RECORDS PROVIDED:
* * * * * * * * *

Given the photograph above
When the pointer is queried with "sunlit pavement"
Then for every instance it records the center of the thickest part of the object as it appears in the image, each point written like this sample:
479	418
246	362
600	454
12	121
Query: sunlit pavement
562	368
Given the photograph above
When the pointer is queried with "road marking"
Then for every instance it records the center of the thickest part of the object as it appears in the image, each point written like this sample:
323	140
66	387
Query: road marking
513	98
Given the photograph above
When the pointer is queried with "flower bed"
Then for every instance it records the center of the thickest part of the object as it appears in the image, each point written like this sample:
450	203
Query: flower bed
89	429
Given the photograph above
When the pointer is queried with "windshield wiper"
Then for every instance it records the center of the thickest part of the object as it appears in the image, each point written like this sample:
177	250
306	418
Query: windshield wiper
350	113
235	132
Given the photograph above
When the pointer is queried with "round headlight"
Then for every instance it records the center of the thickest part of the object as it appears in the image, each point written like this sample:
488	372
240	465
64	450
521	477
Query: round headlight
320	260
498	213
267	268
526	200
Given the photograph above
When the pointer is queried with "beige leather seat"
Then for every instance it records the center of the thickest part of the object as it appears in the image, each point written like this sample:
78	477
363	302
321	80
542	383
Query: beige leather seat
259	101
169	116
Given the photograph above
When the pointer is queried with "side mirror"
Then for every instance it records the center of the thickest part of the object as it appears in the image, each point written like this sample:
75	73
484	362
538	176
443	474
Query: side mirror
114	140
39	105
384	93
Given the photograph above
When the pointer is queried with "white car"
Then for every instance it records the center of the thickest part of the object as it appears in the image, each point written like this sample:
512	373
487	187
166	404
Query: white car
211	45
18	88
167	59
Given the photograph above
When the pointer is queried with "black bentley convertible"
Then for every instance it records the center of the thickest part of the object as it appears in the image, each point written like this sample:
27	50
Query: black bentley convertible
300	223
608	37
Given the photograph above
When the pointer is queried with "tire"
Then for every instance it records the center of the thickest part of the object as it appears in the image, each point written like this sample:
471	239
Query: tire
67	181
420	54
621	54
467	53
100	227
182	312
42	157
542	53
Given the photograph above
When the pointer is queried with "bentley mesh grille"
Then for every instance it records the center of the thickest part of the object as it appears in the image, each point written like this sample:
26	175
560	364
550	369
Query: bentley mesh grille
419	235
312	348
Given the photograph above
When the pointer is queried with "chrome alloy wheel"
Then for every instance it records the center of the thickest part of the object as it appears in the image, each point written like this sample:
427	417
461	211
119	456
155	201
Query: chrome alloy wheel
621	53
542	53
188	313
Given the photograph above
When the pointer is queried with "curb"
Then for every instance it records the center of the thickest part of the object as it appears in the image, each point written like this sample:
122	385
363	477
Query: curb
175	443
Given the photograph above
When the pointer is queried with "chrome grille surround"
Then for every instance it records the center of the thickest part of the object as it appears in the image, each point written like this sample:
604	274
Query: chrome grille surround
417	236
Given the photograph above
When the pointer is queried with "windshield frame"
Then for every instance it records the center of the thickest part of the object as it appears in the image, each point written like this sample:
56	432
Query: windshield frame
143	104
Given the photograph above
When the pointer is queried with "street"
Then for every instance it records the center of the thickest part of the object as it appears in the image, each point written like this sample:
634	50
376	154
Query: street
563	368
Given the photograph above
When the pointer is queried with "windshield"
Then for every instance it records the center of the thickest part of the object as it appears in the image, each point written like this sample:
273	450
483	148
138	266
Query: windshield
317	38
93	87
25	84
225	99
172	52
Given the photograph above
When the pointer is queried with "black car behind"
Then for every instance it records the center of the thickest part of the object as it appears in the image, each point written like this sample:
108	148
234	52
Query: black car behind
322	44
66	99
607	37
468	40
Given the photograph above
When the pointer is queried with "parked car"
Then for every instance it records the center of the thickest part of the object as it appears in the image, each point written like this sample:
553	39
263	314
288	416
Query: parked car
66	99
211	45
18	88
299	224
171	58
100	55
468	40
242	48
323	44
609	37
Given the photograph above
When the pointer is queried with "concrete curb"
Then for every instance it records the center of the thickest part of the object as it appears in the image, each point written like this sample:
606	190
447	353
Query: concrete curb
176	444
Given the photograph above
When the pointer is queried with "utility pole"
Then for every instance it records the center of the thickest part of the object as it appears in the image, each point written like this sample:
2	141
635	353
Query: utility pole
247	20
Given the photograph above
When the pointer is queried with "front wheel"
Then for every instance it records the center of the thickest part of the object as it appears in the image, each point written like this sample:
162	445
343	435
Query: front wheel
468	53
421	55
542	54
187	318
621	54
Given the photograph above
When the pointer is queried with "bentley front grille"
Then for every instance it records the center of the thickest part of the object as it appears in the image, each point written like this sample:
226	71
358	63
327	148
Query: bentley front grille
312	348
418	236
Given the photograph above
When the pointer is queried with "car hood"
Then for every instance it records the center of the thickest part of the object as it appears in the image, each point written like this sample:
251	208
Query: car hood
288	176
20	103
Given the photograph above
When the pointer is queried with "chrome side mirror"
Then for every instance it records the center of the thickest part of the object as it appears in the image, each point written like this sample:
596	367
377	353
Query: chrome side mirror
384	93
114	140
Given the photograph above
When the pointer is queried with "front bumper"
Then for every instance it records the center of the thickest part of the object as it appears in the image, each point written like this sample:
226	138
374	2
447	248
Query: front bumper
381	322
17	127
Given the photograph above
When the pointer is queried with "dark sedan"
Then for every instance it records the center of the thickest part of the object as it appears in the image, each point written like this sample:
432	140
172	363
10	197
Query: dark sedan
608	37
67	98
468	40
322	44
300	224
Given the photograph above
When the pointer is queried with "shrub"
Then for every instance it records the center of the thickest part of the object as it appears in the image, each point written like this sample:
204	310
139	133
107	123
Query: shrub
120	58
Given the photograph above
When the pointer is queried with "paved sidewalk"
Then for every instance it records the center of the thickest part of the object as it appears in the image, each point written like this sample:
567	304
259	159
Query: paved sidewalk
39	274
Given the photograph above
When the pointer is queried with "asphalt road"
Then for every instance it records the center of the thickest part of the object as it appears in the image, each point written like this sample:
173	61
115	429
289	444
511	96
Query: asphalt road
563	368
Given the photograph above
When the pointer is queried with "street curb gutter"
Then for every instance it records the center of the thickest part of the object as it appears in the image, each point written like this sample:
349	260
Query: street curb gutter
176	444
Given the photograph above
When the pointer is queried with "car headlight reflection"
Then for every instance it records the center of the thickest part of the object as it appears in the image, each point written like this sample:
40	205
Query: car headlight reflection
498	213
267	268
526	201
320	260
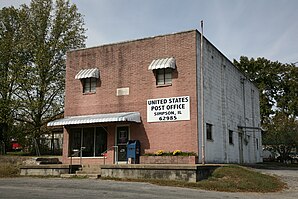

* * * * * * * * *

Retype each record exactly as it stands, but do not include the pictures.

WRITTEN ANSWER:
Given the photograph above
When the pointer is queried with "sunlit pavement"
Then for every instance it records the center of the thickest part of the object as it appears in the image, each point written like this sample:
479	418
246	362
600	454
12	121
Query: sunlit pavement
562	368
Given the photograph above
When the pointer is queried with "road marking"
Then for every instance it records the center of the thickest part of the object as it appears in the image, each point written like this sample:
323	140
66	387
Query: road marking
513	98
Given the photograph above
When the pointer is queried with "flower bed"
Then for every instance it records the center of the thickest part of the object as it appears in the image, each point written like this sample:
450	203
Query: flower bed
89	429
Given the photograph above
When the pointer is queried with "windshield wiper"
Then for every instance it records the center of the thickest part of the object as it appears in the image, each point written like this sample:
177	250
306	418
Query: windshield wiper
350	113
235	132
Given the photograph above
When the pointer is queried with "round headlight"
Then for every instance it records the center of the thickest part of the object as it appears in the image, each point written like this sample:
488	372
240	465
64	450
521	477
Query: round headlight
320	260
498	213
267	268
526	200
Given the photograph above
When the pointer is queried with "beige leather seat"
Then for every instance it records the center of the thickest part of the object as it appears in the image, each point written like this sample:
78	477
363	302
321	80
542	383
Query: beige leather seat
259	101
169	116
Given the photograph above
When the pointer is queried with "side mirror"
Then for every instance it records the center of the thickest part of the object as it appears in the image, each point written like this sample:
75	73
484	362
538	176
443	474
Query: side mirror
114	140
39	105
384	93
Given the photograph above
When the pointer is queried with "white car"
Then for every instance it records the center of the thickest part of the object as it appears in the image, each point written like this sample:
512	373
487	187
166	404
Query: white car
211	45
18	88
167	59
Given the photograph above
When the pointer is queried with "black bentley convertible"
Then for every instance it records the center of the thickest part of the object as it appears in the image, each point written like this sample:
27	50
Query: black bentley convertible
300	223
608	37
Given the photograph above
When the pointer is queried with "tire"
Then for every instance it records the center of the thickest part of the object as it appears in the image, each point written like this sample:
471	239
Query: tire
67	181
420	54
621	54
467	53
100	227
182	312
42	157
542	53
Given the photograph above
When the pointer is queried with "bentley mesh grille"
Then for every instance it records the center of the thickest part of the object as it appears in the image, each point written like this sample:
26	175
560	364
550	369
Query: bentley mesh grille
419	235
312	348
Given the photograph above
When the pointer is queried with "chrome alloy wheel"
Then for every instance it records the center of the thickest part of the object as it appears in the image, each point written like this sample:
427	417
461	211
119	456
155	201
Query: chrome alloy wheel
621	53
542	53
188	313
Given the photograph above
When the pointer is queried with "curb"
Then for every instance it records the center of the thickest part of the object as it appears in the image, each point written like this sample:
122	385
363	477
Query: curb
175	443
Given the photograph above
When the pointer is queried with "chrome grille surround"
Then for every instance it records the center of the thickest part of the object as it appears in the image, each point written like this sample:
604	274
Query: chrome grille surround
417	236
Given the photograph above
When the pointer is queried with "windshield frame"
Then for every instance it records the center of the thickest part of the object as it appears in the image, each point written like this sample:
56	432
Query: windshield frame
143	104
Given the photograph above
When the pointer is queried with "street"
Then for every instance it records the center of the thickest part of the object as it appears in the image, each point written like this sample:
634	50
376	154
Query: street
563	368
Given the photograph above
When the pointer is queried with "windshield"
Then for every instance it records the center of the thickest part of the object as it appears in the image, each point written like this sample:
273	450
483	148
138	266
Query: windshield
317	38
93	87
25	84
225	99
172	52
Given the photograph above
When the pointer is queried with "black car behind"
Then for every instance it records the center of the thickest part of the object as it appears in the image, each point written like this sample:
108	148
234	52
Query: black car behind
322	44
66	99
607	37
468	40
Given the photograph above
When the pointer is queried with "parked car"
Then for every instance it records the center of the thickest part of the object as it appears in the image, each point written like this sample:
553	39
263	314
288	416
Query: parked car
66	99
211	45
18	88
299	224
171	58
100	55
468	40
242	48
323	44
609	37
Given the photograph above
When the pointer is queried with "concrete curb"
Then for every instance it records the center of the thickest part of the object as it appears in the image, each point written like this sample:
606	190
447	353
Query: concrete curb
176	444
Given the photograph above
When the pointer is queried with "utility pole"
Then for every instance it records the center of the thickest part of the object as it appears in the image, each point written like this sample:
2	141
635	353
Query: utility pole
247	20
Given the photograph above
When the pointer is queried with "front wheel"
Then for every instance it records the center of the thickest part of the object as it appears in the image, each point written like this sample:
162	445
343	435
Query: front wheel
468	53
421	55
542	54
187	318
621	54
Given the photograph above
When the pointer is queried with "bentley front grille"
Then for every instance it records the center of the thickest part of the object as it appears in the image, each point written like this sample:
226	71
358	63
327	148
Query: bentley front grille
312	348
418	236
Given the photograph above
When the pointer is queried with "car hood"
Then for every instance it records the center of the thickest part of the object as it appears in the image, each point written like this sample:
251	208
Query: car hood
288	176
20	103
Given the photograph above
When the pointer is queried with "chrome side mirror"
Then for every instance it records the center of the thickest part of the object as it appears in the image, each point written like this sample:
596	367
377	353
Query: chrome side mirror
384	93
114	140
Given the photograph above
When the pointer is queried with "front bumper"
Then for every instance it records the center of the thickest part of the object as it appears in the image, each point written like this sample:
226	138
374	2
447	248
Query: front bumper
381	322
17	127
Given the photograph above
When the pointer is queried with "dark sedan"
Then for every instance it records the center of the thickest part of the object as it appears in the image, each point written like this sample:
432	140
172	363
10	197
Query: dark sedan
608	37
67	98
468	40
322	44
300	224
Given the photograph above
When the pointer is queried with "shrub"
Then for every instance it records the center of the thickest part of the object as it appears in the image, each point written like this sample:
204	310
139	133
107	123
Query: shrub
120	58
Given the photograph above
When the pointer is queried with "paved sidewalk"
Then for every instance it records the center of the thickest part of the object as it appears in the image, each point written like this sample:
567	304
259	159
Query: paved sidewalk
39	274
Given the photograph above
When the pointer is queried with "asphalt road"
Then for every instance it records the center of the thickest part of the object as it appears in the image, each point written like this sample:
173	61
115	429
289	444
511	96
Query: asphalt road
563	368
Given the photograph above
When the pointer is queried with "street curb gutter"
Then for every instance it records the center of the thickest part of the object as it appears in the image, each point written like this sample:
349	260
Query: street curb gutter
176	444
Given the photograph above
When the pointer is queried with "car headlight reflection"
Then for every instance it records the center of the thickest part of the object as it appears in the image, each point written like this sample:
40	205
Query: car headlight reflection
498	213
267	268
526	201
320	260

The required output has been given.